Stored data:
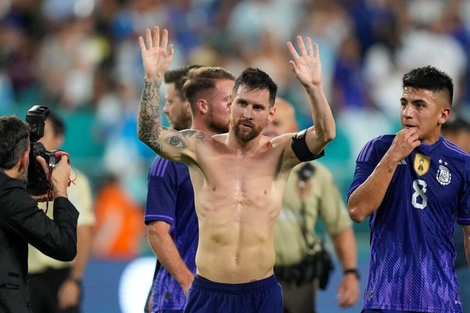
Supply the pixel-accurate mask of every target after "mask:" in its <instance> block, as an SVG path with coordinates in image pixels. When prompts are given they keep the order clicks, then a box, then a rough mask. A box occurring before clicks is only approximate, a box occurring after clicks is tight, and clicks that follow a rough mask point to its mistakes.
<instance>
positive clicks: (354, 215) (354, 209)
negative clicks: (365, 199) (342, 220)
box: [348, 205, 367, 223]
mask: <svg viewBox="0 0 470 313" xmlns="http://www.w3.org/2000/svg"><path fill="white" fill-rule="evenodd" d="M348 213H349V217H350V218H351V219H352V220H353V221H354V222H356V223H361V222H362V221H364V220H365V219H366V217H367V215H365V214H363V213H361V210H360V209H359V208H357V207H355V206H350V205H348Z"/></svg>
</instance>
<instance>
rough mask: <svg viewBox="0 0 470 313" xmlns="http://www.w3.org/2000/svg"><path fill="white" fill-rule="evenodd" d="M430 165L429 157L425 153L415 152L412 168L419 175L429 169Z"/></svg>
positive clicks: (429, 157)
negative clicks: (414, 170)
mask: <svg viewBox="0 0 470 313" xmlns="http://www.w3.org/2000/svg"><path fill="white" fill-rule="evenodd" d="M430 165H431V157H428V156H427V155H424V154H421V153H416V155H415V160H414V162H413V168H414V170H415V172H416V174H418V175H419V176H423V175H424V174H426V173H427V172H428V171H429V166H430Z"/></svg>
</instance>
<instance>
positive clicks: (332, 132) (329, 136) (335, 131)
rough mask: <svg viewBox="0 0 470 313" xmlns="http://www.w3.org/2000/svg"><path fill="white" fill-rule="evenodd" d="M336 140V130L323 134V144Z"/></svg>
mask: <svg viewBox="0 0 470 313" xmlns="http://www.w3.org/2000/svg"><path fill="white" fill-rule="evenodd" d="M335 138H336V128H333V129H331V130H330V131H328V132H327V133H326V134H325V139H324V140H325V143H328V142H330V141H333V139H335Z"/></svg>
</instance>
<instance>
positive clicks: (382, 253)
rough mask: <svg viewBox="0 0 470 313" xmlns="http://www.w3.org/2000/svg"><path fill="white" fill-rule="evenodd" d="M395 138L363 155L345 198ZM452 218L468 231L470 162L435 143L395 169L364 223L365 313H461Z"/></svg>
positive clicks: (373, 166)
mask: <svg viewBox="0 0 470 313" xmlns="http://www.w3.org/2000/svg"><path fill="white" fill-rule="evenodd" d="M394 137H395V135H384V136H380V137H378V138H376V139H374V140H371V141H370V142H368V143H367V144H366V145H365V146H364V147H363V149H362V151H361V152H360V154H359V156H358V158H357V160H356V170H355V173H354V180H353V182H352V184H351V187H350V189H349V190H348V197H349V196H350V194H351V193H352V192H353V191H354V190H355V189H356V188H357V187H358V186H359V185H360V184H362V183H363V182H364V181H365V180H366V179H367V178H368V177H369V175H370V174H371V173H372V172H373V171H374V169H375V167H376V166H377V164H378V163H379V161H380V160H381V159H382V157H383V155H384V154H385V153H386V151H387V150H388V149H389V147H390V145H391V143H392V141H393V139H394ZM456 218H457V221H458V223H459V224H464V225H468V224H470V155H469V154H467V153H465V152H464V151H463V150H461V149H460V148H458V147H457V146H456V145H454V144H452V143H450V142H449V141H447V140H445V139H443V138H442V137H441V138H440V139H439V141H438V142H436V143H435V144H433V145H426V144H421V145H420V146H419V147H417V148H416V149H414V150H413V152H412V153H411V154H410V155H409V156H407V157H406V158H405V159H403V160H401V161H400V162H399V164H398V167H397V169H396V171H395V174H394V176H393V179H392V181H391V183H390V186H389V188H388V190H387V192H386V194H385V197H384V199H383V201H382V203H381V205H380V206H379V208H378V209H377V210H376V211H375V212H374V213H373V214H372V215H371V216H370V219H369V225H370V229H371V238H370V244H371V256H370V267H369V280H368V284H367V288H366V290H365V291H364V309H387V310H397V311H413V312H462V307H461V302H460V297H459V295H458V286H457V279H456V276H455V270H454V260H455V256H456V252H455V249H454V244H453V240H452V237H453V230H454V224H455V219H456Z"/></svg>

...

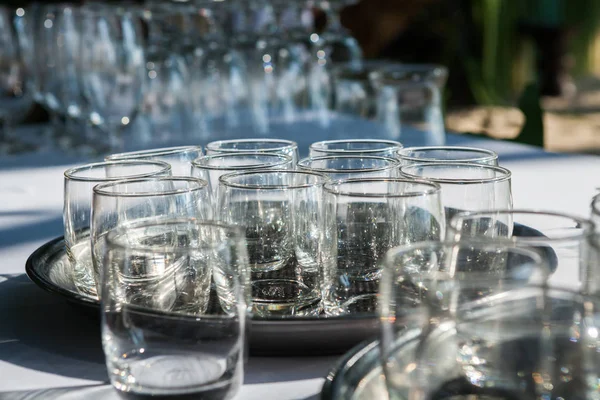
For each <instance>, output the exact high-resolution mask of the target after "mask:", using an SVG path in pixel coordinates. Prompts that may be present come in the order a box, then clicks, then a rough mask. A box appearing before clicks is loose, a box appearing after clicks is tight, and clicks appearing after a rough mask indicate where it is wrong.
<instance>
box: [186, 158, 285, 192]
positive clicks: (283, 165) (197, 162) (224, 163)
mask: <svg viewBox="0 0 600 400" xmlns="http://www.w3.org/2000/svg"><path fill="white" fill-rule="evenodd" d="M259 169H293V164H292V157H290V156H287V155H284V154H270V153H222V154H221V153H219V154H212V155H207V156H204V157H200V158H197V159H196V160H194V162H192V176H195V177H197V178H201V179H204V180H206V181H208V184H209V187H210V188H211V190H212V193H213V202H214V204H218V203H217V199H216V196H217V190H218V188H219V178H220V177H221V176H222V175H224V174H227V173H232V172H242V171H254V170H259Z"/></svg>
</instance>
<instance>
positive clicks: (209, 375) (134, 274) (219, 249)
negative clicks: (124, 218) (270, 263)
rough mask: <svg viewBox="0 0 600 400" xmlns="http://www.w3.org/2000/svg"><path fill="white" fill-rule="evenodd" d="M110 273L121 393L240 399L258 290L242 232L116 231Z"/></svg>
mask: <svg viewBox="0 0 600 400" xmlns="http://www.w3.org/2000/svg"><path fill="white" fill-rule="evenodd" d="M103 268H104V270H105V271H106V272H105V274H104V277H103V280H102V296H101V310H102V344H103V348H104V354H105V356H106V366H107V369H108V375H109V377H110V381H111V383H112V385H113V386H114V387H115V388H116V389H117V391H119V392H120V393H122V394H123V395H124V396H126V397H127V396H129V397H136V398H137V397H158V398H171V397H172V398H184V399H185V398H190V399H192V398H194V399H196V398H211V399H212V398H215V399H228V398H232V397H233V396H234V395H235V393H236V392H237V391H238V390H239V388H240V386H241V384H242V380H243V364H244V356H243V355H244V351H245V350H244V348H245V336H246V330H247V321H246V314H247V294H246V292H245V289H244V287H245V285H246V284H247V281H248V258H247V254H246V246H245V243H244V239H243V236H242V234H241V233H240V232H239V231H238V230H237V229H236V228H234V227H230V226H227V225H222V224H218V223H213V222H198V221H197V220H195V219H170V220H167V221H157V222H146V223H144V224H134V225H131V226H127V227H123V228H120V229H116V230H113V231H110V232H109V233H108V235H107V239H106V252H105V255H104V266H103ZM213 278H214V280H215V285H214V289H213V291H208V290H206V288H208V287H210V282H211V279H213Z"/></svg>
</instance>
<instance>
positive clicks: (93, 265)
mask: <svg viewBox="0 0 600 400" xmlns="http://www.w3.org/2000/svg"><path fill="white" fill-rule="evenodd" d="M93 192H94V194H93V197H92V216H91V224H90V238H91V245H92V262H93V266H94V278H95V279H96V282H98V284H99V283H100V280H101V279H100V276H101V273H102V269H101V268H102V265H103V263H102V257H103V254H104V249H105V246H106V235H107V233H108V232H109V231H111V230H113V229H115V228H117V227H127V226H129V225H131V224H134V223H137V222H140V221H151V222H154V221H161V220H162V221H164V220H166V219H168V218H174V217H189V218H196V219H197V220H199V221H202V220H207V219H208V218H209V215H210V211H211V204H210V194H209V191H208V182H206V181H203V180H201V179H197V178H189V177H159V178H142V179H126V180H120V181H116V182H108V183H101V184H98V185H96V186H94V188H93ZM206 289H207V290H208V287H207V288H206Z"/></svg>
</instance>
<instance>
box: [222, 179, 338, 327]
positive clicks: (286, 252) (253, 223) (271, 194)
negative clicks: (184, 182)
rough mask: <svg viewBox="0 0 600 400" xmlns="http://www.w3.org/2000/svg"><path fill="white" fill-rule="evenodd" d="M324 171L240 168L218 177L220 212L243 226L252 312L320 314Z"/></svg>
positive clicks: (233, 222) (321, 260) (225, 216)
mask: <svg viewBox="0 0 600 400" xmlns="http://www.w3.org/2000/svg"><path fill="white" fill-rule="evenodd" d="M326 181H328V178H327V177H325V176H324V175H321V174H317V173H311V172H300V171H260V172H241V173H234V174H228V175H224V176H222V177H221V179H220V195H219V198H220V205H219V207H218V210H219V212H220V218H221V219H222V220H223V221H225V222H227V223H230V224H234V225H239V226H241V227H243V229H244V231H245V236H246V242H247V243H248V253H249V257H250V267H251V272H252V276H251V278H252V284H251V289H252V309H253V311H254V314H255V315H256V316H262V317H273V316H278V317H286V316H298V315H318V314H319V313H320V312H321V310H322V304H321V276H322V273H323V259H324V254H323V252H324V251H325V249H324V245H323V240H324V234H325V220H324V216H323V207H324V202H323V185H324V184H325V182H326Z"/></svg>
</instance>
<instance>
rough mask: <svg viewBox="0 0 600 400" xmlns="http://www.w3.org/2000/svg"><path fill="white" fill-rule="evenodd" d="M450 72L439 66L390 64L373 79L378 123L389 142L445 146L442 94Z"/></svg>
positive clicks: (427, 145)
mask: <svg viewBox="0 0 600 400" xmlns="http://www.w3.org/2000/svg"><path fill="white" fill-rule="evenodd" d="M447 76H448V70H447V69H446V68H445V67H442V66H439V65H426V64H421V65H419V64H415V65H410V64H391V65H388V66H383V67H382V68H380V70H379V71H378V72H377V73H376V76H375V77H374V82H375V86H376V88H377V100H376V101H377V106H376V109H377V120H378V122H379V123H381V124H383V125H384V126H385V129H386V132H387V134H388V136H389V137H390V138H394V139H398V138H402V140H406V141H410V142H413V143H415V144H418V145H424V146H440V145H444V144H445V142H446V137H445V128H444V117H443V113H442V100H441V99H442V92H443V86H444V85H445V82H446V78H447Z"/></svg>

---

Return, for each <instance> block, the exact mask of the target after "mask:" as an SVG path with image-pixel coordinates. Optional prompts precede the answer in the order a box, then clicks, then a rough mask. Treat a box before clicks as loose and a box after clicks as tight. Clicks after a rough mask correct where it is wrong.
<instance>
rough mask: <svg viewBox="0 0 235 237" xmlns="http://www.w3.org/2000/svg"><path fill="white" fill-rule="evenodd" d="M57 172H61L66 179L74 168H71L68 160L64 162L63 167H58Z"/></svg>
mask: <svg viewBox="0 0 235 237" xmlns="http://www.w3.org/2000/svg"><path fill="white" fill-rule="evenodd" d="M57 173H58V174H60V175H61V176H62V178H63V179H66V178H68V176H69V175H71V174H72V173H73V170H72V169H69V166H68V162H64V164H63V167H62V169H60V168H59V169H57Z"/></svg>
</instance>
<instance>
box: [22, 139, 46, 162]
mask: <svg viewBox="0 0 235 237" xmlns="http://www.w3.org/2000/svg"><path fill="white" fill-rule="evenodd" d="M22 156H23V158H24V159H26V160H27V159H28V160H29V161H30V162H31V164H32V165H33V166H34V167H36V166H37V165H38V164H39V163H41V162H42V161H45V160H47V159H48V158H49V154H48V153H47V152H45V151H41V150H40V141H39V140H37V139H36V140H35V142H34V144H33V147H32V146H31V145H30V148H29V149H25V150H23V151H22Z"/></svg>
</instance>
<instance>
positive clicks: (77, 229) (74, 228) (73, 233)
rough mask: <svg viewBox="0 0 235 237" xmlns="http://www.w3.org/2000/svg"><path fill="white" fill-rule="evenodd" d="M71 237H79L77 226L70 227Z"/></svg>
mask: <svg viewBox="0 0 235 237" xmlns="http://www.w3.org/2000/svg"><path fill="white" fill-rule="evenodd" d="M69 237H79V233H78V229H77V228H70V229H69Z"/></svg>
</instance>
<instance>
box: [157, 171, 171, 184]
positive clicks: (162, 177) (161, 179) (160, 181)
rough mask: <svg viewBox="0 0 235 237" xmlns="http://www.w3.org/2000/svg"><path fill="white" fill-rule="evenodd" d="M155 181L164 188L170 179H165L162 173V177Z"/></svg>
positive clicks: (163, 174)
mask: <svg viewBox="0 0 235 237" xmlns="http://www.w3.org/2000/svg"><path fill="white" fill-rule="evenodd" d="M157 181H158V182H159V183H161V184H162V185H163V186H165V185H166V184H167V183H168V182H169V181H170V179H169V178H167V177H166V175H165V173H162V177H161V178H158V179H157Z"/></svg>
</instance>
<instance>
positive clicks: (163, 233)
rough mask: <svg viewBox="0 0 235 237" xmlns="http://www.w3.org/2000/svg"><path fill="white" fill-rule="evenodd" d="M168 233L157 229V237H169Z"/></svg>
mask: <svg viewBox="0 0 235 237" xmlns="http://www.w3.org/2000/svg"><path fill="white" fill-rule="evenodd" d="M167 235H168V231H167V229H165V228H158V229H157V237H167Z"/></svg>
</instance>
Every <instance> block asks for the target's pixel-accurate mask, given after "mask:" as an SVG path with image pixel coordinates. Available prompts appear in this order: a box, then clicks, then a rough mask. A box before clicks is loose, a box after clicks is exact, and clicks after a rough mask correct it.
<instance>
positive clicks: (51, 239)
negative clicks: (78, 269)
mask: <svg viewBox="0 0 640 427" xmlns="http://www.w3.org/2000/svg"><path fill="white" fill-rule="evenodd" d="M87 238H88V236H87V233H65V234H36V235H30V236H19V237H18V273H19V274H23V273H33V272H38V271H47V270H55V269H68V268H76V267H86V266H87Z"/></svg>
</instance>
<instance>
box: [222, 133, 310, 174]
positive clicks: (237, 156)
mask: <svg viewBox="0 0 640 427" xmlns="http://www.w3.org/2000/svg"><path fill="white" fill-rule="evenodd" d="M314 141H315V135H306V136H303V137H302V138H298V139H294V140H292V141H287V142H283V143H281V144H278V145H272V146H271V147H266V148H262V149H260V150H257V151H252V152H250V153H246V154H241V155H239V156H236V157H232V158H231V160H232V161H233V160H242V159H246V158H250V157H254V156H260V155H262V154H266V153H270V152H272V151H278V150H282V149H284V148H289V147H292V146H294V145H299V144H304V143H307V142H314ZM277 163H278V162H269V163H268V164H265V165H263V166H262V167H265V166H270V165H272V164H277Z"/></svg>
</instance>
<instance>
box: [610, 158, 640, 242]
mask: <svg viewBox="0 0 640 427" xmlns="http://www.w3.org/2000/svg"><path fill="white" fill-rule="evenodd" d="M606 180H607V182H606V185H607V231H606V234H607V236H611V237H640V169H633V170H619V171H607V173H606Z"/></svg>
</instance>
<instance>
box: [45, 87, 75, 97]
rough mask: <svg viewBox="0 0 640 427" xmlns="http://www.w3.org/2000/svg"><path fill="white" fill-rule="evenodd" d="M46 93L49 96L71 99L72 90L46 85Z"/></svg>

TASK:
From the entries above, write out only the lines starting at the line that holds "Supply the pixel-accurate" and ending at the line that holds "positive clicks: (332, 132)", keeping both and matching them exactly.

OUTPUT OF THE EXERCISE:
Supply the pixel-accurate mask of every target after "mask:" in its <instance> block, as an SVG path with coordinates in image pixels. When prompts are given they keep the order clicks, then a box, then a rough mask. A box occurring before clicks is only approximate, a box occurring after clicks is tight, and clicks that follow a rough mask point to its mistakes.
<instance>
positive clicks: (354, 215) (354, 209)
negative clicks: (365, 199) (342, 220)
box: [348, 205, 367, 223]
mask: <svg viewBox="0 0 470 313" xmlns="http://www.w3.org/2000/svg"><path fill="white" fill-rule="evenodd" d="M348 213H349V217H350V218H351V219H352V220H353V221H354V222H356V223H361V222H362V221H364V220H365V219H366V217H367V215H365V214H363V213H361V210H360V209H359V208H357V207H355V206H350V205H348Z"/></svg>
</instance>
<instance>
rough mask: <svg viewBox="0 0 470 313" xmlns="http://www.w3.org/2000/svg"><path fill="white" fill-rule="evenodd" d="M430 165L429 157L425 153L415 152L412 168L419 175L429 169Z"/></svg>
positive clicks: (429, 157)
negative clicks: (414, 170)
mask: <svg viewBox="0 0 470 313" xmlns="http://www.w3.org/2000/svg"><path fill="white" fill-rule="evenodd" d="M430 165H431V157H428V156H427V155H424V154H421V153H416V155H415V160H414V162H413V168H414V170H415V172H416V174H418V175H419V176H423V175H424V174H426V173H427V172H428V171H429V166H430Z"/></svg>
</instance>
<instance>
positive clicks: (332, 132) (329, 136) (335, 131)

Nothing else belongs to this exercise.